- 文本节选 -

┌──

ReentrantLock与锁
Synchronized和ReentrantLock异同
- 可重入性:两者都具有可重入性
- 锁的实现:Synchronized是依赖jvm实现的,ReentrantLock是jdk实现的。(我们可以理解为一个是操作系统层面的实现另一个是用户自己自己实现的)Synchronized的实现是jvm层面的很难看到其中的实现。而ReentrantLock是通过jvm实现的我们可以通过阅读jvm源码来查看实现。
- 性能区别:在Synchronized优化之前Synchronized的性能相比ReentrantLock差很多,在Synchronized引入了偏向锁,轻量级锁也就是自旋锁之后了,两者的性能相差不大了。在两者都可用的情况下官方更推荐使用Synchronized,因为其写法更简单,Synchronized的优化就是借鉴了ReentrantLock中的cas技术。
- 功能区别:便利性,很明显synchronized的使用更加便利,ReentrantLock在细粒度和灵活性中会优于Synchronized。
ReentrantLock独有功能
- ReentrantLock可指定是公平锁还是非公平锁,Synchronized只能是非公平锁。(公平锁就是先等待的线程先获得锁)
- ReentrantLock提供一个Condition类,可以分组唤醒需要唤醒的形成。synchronized是要嘛随机唤醒一个线程要嘛唤醒所有的线程。
- ReentrantLock提供了一种能够中断等待锁的线程的机制lock.locInterruptibly(),ReentrantLock实现是一种自旋锁通过循环调用,通过cas机制来实现加锁。性能较好是因为避免了线程进入内核的阻塞状态
@Slf4j
public class LockExample2 {
// 请求总数
public static int clientTotal = 5000;
// 同时并发执行的线程数
public static int threadTotal = 200;
public static int count = 0;
private final static Lock lock = new ReentrantLock();
public static void main(String[] args) throws Exception {
ExecutorService executorService = Executors.newCachedThreadPool();
final Semaphore semaphore = new Semaphore(threadTotal);
final CountDownLatch countDownLatch = new CountDownLatch(clientTotal);
for (int i = 0; i < clientTotal ; i++) {
executorService.execute(() -> {
try {
semaphore.acquire();
add();
semaphore.release();
} catch (Exception e) {
log.error("exception", e);
}
countDownLatch.countDown();
});
}
countDownLatch.await();
executorService.shutdown();
log.info("count:{}", count);
}
private static void add() {
lock.lock();
try {
count++;
} finally {
lock.unlock();
}
}
}
我们首先使用 private final static Lock lock = new ReentrantLock()声明一个所得实例,然后使用
lock.lock();
try {
count++;
} finally {
lock.unlock();
}
进行加锁和解锁操作。
我们在通过一个例子来看看这个ReentrantReadWriteLock怎么用。

└──

- 原始数据 -

┌──

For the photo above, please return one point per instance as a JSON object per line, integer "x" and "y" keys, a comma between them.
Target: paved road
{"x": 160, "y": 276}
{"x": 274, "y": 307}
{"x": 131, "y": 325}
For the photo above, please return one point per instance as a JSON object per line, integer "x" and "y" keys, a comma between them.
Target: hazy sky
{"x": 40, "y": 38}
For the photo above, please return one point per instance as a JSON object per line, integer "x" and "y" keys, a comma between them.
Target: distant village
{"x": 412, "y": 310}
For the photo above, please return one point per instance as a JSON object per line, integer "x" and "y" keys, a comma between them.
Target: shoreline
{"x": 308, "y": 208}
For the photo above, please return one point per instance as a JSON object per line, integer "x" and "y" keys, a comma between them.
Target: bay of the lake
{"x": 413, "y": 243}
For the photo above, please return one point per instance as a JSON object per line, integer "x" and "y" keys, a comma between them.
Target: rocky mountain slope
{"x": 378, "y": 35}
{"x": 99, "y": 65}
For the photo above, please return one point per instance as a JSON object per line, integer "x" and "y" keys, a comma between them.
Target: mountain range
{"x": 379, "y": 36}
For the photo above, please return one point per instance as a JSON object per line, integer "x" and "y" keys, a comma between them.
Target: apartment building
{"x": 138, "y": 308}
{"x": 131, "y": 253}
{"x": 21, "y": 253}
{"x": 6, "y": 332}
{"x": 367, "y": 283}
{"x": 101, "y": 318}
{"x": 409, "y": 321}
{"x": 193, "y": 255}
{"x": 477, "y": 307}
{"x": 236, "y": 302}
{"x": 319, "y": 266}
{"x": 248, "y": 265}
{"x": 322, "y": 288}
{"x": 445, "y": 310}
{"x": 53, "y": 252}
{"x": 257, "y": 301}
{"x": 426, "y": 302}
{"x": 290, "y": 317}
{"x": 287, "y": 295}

└──

- 任务要求 -
A: 关于ReentrantLock的文章比较Synchronized和ReentrantLock的异同时,分了哪几个方面?请逐一列出。
B: 请返回关于ReentrantLock的文章中的一段原文,从“ReentrantLock与锁”开始,一直到“过阅读jvm源码来查看实现。”为止。
C: 请接在关于ReentrantLock的文章最后一句之后,续写下一部分内容。

- 各题答案 -
A: 可重入性、锁的实现、性能区别、功能区别。

B:
ReentrantLock与锁
Synchronized和ReentrantLock异同
- 可重入性:两者都具有可重入性
- 锁的实现:Synchronized是依赖jvm实现的,ReentrantLock是jdk实现的。(我们可以理解为一个是操作系统层面的实现另一个是用户自己自己实现的)Synchronized的实现是jvm层面的很难看到其中的实现。而ReentrantLock是通过jvm实现的我们可以通过阅读jvm源码来查看实现。

C:
@Slf4j
public class LockExample3 {
private final Map<String, Data> map = new TreeMap<>();
private final ReentrantReadWriteLock lock = new ReentrantReadWriteLock();
private final Lock readLock = lock.readLock();
private final Lock writeLock = lock.writeLock();
public Data get(String key) {
readLock.lock();
try {
return map.get(key);
} finally {
readLock.unlock();
}
}
public Set<String> getAllKeys() {
readLock.lock();
try {
return map.keySet();
} finally {
readLock.unlock();
}
}
public Data put(String key, Data value) {
writeLock.lock();
try {
return map.put(key, value);
} finally {
readLock.unlock();
}
}
class Data {
}
}
通过 private final ReentrantReadWriteLock lock = new ReentrantReadWriteLock()声明一个ReentrantReadWriteLock,然后再分别获取 private final Lock readLock = lock.readLock() private final Lock writeLock = lock.writeLock()读锁和写锁。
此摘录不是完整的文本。